- _SOBRE A TAREFA_
No conto das estrelas-do-mar, segundo o menino, o que vai acontecer com as estrelas-do-mar se continuarem na areia?

- _FONTE_
"""

Era uma vez...
...um escritor que morava numa praia
tranquila, próxima de uma colônia de pescadores. Todas as manhãs ele passeava à
beira-mar, para se inspirar, e à tarde, escrevia.
Um dia, caminhando na praia, viu um menino pegando
as estrelas-do-mar que estavam na areia, uma por uma, e jogando-as novamente de
volta ao oceano.
- Por que você está fazendo isto? – perguntou
o escritor.
- Você não vê? – disse o menino. A maré está
baixa e o sol está brilhando. Elas vão secar e morrer se continuarem expostas
ao sol e à areia.
- Menino, existem milhares de quilômetros de
praia pelo mundo e centenas de milhares de estrelas-do-mar, todas espalhadas
pelas praias. Que diferença faz? Você joga umas poucas de volta ao oceano. A
maioria vai perecer de qualquer forma.
O menino pegou mais uma estrela na areia,
jogou-a de volta ao oceano, olhou para o escritor e disse:
- Para
esta, eu fiz diferença.

"""

(Itens de anotação por coordenadas)
"""

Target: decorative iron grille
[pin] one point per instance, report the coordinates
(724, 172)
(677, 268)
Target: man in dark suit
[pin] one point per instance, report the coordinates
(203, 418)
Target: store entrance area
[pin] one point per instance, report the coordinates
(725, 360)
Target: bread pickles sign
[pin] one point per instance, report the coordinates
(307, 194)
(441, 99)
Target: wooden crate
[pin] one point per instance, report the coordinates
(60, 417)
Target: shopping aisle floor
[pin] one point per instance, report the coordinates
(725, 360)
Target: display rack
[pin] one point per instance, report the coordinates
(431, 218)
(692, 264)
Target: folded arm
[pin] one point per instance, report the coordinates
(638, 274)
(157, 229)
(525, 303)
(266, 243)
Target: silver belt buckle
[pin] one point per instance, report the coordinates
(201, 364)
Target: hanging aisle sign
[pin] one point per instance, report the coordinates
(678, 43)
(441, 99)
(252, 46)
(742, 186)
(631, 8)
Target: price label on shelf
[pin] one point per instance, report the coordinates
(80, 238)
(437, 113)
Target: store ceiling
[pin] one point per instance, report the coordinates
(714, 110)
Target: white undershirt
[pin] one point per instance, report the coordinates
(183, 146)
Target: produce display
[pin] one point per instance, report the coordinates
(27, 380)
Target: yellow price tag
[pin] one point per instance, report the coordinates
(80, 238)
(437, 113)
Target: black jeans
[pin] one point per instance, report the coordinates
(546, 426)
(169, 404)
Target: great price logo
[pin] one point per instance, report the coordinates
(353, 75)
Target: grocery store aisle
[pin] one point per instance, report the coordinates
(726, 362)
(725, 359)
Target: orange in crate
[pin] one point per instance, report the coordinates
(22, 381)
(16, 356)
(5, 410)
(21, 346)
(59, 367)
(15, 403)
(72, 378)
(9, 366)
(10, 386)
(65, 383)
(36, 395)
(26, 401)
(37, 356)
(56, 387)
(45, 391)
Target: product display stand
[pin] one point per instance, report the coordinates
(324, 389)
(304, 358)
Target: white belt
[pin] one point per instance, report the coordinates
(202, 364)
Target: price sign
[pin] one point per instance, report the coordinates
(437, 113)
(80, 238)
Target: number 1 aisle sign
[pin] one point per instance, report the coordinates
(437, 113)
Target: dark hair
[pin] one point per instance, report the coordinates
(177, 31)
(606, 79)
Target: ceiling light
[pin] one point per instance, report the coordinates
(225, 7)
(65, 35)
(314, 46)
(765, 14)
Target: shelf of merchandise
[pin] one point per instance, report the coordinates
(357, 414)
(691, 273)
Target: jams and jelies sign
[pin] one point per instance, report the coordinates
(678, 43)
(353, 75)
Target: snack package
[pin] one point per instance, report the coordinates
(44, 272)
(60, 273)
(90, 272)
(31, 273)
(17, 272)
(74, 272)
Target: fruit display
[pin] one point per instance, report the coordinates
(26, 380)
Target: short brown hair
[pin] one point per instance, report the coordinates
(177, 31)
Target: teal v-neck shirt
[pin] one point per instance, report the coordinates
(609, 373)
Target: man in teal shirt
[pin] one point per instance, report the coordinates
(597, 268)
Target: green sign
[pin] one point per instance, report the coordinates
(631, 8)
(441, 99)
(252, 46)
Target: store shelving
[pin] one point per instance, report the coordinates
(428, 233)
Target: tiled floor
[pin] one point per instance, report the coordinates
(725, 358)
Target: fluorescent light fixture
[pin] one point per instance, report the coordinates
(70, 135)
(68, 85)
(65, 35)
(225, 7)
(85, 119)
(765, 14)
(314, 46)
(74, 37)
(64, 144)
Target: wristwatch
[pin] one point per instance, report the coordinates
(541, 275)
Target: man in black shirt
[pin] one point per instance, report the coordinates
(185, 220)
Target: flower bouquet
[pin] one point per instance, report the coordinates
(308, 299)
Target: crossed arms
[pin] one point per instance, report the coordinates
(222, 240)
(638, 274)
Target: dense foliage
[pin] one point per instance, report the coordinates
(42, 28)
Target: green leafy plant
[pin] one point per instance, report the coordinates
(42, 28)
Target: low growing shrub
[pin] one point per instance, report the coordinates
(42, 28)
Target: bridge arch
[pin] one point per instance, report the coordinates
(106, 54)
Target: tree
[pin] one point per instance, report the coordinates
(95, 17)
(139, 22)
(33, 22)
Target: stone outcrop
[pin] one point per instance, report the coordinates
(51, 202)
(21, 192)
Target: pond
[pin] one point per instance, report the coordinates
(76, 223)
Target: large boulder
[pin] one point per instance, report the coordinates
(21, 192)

"""

- _RESPOSTA ESCRITA_
Elas vão secar e morrer, porque a maré está baixa e o sol está brilhando.